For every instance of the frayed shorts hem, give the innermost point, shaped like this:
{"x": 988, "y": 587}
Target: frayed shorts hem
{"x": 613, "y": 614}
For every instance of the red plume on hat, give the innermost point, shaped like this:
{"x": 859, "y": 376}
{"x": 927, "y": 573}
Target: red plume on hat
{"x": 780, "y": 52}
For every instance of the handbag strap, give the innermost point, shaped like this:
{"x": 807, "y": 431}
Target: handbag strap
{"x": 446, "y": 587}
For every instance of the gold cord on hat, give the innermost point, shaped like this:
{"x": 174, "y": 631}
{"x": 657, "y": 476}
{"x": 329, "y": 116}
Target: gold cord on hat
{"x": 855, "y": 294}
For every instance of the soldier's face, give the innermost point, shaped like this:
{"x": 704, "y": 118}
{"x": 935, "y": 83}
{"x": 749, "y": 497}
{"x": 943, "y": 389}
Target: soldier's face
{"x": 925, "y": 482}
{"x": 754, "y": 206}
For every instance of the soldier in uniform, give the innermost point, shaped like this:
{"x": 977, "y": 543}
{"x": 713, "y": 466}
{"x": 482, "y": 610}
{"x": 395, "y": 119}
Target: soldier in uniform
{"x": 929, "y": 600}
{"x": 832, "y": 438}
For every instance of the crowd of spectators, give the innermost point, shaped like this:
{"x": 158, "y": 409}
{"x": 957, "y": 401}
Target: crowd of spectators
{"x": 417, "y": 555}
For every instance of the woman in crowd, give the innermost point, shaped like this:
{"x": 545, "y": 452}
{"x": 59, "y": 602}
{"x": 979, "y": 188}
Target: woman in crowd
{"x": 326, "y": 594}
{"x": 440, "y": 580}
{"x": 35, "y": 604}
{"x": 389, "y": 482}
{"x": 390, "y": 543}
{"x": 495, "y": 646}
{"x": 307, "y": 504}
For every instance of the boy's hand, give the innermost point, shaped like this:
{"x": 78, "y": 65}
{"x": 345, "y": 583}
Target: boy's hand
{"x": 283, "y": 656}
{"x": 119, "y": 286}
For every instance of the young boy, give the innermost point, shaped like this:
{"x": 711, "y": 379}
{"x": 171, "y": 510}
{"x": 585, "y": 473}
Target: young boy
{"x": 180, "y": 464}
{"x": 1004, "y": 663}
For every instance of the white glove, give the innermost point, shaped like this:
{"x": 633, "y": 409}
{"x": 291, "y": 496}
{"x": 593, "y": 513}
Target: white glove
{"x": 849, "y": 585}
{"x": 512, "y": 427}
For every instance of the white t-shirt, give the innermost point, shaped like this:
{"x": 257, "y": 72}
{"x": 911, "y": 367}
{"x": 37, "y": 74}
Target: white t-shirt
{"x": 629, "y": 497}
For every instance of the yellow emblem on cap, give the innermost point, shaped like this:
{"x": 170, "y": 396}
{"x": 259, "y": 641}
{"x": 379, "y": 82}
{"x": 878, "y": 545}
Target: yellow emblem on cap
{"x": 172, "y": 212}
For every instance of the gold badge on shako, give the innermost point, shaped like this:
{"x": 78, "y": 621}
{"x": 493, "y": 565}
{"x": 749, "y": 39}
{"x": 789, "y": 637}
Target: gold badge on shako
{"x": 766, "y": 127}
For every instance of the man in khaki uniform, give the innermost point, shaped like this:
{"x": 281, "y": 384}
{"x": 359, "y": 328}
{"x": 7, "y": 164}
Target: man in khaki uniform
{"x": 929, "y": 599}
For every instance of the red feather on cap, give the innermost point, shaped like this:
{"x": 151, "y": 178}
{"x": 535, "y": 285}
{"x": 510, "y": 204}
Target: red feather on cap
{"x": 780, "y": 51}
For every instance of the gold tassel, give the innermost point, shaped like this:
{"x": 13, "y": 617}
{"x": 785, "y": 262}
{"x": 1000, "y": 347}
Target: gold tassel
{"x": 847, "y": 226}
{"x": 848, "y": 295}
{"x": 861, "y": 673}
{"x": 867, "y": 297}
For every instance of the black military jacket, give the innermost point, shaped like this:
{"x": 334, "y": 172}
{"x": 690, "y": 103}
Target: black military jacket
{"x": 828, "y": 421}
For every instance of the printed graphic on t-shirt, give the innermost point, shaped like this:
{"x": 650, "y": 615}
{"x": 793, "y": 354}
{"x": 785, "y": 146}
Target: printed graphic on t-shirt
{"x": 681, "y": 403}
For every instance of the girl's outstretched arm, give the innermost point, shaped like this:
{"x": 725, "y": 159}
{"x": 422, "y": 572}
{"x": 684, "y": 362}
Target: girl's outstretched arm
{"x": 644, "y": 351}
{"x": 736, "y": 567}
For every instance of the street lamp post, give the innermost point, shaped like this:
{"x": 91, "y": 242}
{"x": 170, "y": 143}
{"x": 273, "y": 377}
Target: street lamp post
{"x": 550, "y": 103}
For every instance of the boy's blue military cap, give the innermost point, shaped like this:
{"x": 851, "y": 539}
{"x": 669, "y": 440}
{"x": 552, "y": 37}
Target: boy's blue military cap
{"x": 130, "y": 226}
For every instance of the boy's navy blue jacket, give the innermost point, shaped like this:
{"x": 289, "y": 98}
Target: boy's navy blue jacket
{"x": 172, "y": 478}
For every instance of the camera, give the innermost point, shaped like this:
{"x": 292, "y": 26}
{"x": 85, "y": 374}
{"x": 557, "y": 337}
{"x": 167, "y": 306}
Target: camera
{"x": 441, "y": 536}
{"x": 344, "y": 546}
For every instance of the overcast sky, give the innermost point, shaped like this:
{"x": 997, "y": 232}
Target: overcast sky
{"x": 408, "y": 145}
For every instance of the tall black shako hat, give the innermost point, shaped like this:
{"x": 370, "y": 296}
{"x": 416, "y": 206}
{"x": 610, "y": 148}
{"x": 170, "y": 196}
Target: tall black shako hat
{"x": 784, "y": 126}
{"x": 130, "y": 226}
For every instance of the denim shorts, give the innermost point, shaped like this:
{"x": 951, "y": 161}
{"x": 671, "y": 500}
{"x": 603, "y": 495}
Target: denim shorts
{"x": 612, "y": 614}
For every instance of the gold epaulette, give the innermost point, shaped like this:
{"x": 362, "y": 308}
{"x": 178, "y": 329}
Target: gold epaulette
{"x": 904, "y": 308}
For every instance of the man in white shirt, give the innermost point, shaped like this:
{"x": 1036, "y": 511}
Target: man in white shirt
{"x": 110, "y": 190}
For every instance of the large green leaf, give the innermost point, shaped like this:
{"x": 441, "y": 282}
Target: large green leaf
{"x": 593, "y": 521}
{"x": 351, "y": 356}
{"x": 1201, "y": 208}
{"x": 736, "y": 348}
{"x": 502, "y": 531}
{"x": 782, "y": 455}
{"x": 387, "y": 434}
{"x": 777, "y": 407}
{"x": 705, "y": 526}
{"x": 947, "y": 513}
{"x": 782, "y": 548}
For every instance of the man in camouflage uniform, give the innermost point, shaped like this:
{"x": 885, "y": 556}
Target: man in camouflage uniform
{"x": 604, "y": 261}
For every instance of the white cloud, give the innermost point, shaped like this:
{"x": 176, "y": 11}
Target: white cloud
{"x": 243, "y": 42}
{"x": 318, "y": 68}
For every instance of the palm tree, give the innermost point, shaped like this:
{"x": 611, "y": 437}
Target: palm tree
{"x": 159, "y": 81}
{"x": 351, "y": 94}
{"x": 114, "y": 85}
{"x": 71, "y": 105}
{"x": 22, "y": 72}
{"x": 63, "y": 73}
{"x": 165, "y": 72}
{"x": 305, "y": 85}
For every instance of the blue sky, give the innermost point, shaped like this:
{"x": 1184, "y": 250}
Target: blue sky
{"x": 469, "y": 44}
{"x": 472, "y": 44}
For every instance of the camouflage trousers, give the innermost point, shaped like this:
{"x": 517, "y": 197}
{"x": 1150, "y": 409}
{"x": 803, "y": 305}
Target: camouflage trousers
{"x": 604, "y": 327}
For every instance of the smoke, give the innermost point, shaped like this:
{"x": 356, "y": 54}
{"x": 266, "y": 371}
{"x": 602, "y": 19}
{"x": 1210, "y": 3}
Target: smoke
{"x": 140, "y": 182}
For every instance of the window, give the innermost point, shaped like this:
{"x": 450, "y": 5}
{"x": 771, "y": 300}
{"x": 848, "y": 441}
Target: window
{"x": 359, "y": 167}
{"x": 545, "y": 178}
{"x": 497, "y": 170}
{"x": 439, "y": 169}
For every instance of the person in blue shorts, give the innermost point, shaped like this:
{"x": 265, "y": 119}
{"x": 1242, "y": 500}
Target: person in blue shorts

YOUR TASK — This exercise requires the lines of the entries containing the string "person".

TASK RESULT —
For every instance of the person in blue shorts, give the innermost point, shaped like this:
Target: person in blue shorts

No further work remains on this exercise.